### DATA IN THIS EXERCISE ###

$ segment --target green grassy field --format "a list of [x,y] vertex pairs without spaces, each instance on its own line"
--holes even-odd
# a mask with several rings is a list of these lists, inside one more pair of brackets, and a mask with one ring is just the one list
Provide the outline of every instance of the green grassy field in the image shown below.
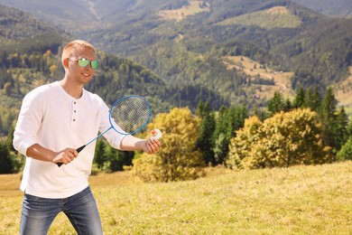
[[[190,182],[90,177],[105,234],[352,234],[352,162],[252,171],[209,168]],[[19,174],[0,175],[0,234],[18,234]],[[74,234],[60,214],[50,234]]]

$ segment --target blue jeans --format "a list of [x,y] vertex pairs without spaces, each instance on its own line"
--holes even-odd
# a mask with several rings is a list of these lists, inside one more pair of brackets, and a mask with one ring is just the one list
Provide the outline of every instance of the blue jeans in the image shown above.
[[67,215],[78,234],[103,234],[96,201],[89,187],[63,199],[24,194],[20,234],[47,234],[60,212]]

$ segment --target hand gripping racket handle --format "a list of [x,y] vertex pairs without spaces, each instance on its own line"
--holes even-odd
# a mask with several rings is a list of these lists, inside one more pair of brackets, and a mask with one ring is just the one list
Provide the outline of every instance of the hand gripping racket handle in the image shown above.
[[[79,153],[79,152],[82,151],[83,148],[85,148],[86,146],[87,146],[87,145],[81,146],[80,147],[79,147],[78,149],[76,149],[76,151],[77,151],[78,153]],[[61,166],[61,165],[63,164],[63,163],[57,163],[56,164],[60,167],[60,166]]]

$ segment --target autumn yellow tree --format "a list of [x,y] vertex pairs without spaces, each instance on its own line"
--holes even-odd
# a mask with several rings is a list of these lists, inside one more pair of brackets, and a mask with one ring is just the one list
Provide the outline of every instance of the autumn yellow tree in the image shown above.
[[[256,128],[256,130],[255,130]],[[240,168],[288,167],[331,162],[321,124],[309,108],[280,112],[260,125],[255,118],[231,140],[228,164]]]
[[157,115],[148,131],[159,128],[162,132],[162,147],[155,155],[142,154],[134,159],[134,175],[145,182],[182,181],[202,175],[204,162],[195,147],[199,123],[188,108]]

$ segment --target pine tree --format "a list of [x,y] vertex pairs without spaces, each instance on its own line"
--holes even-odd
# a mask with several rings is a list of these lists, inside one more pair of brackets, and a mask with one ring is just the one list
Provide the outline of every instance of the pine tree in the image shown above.
[[345,112],[345,108],[341,109],[336,117],[334,125],[335,147],[338,151],[348,139],[348,116]]
[[275,91],[273,98],[269,100],[268,111],[273,116],[275,113],[283,110],[283,107],[284,104],[283,95],[280,92]]
[[197,111],[197,115],[201,118],[200,129],[197,138],[196,146],[199,149],[203,155],[204,162],[208,164],[215,164],[215,157],[213,152],[213,135],[215,131],[215,118],[211,112],[209,102],[203,105],[199,102]]
[[305,101],[305,92],[303,88],[301,87],[296,93],[296,97],[294,98],[293,108],[303,108],[305,103],[304,101]]
[[319,115],[323,125],[323,143],[325,146],[335,148],[335,112],[338,100],[335,99],[334,92],[331,88],[328,88],[323,100],[319,108]]

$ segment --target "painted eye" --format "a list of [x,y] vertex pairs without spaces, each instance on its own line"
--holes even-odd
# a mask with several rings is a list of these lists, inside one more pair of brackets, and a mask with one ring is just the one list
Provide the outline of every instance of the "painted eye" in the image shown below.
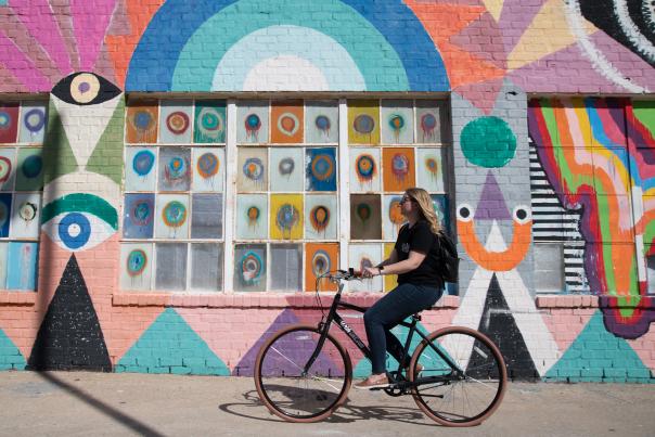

###

DESCRIPTION OF THE TASK: Rewrite all the records above, swapping each "instance" for "object" and leaving everything else unchanged. Leave the pictures out.

RESULT:
$ segment --target green grassy field --format "a list of [x,y] vertex pairs without spaces, each object on its own line"
--holes even-odd
# a mask with several rings is a list of these lists, inside one more pair of brackets, and a mask with one ring is just the one list
Provide the outline of every object of the green grassy field in the image shown below.
[[[190,182],[90,177],[105,234],[352,234],[352,162],[252,171],[209,168]],[[19,174],[0,175],[0,234],[18,234]],[[74,234],[60,214],[50,234]]]

$ segment --target blue jeans --format "a list of [x,y] vertex pairs without spaces, each object on its own line"
--holes even-odd
# a mask with several rings is a list of these lists, inside one more pair of brackets, and a mask with one ring is just the one list
Provide the outline of every object of the blue jeans in the image shown above.
[[67,215],[78,234],[103,234],[96,201],[89,187],[63,199],[24,194],[20,234],[47,234],[60,212]]

$ segment --target hand gripping racket handle --format "a list of [x,y] vertex pairs without spaces, each object on its own line"
--holes even-odd
# a mask with several rings is a list of these lists, inside one more pair of brackets, and a mask with one ring is just the one list
Provide the outline of every object of the hand gripping racket handle in the image shown above.
[[[79,153],[79,152],[82,151],[83,148],[85,148],[86,146],[87,146],[87,145],[81,146],[80,147],[79,147],[78,149],[76,149],[76,151],[77,151],[78,153]],[[61,166],[61,165],[63,164],[63,163],[57,163],[56,164],[60,167],[60,166]]]

$ segment --target autumn yellow tree --format "a list of [x,y] vertex pairs without spaces, each object on its own line"
--holes even-odd
# a mask with several rings is a list of these lists, inside one more pair of brackets, and a mask with one ring is just the one list
Provide the outline of every object of the autumn yellow tree in the image shown above.
[[[256,128],[256,130],[255,130]],[[240,168],[288,167],[331,162],[321,124],[309,108],[280,112],[260,125],[255,118],[231,140],[228,164]]]
[[157,115],[148,131],[159,128],[162,132],[162,147],[155,155],[142,154],[134,159],[134,175],[145,182],[182,181],[202,175],[204,162],[195,147],[199,123],[188,108]]

$ segment --target pine tree --format "a list of [x,y] vertex pairs without spaces, each object on its own line"
--holes even-odd
# a mask with several rings is a list of these lists, inside one more pair of brackets, and a mask with one ring is just the one list
Provide the outline of every object of the pine tree in the image shown above.
[[345,112],[345,108],[341,109],[336,117],[334,125],[335,147],[338,151],[348,139],[348,116]]
[[275,91],[273,98],[269,100],[268,111],[273,116],[275,113],[283,110],[283,107],[284,104],[283,95],[280,92]]
[[197,111],[197,115],[201,118],[200,129],[197,138],[196,146],[199,149],[203,155],[204,162],[208,164],[215,164],[215,157],[213,152],[213,135],[215,131],[215,118],[211,112],[209,102],[203,105],[199,102]]
[[305,101],[305,92],[303,88],[301,87],[296,93],[296,97],[294,98],[293,108],[303,108],[305,103],[304,101]]
[[319,115],[323,125],[323,143],[325,146],[335,148],[335,112],[338,100],[335,99],[334,92],[331,88],[328,88],[323,100],[319,108]]

$ segment --target "painted eye" --format "a list of [x,y] vertex pairs without spaces, each object on its own line"
--holes even-odd
# a mask with several rings is a list of these lists, inside one more pair of brackets, and a mask with one ring is just the one list
Provide the outline of every object of the "painted eye" in the image shown below.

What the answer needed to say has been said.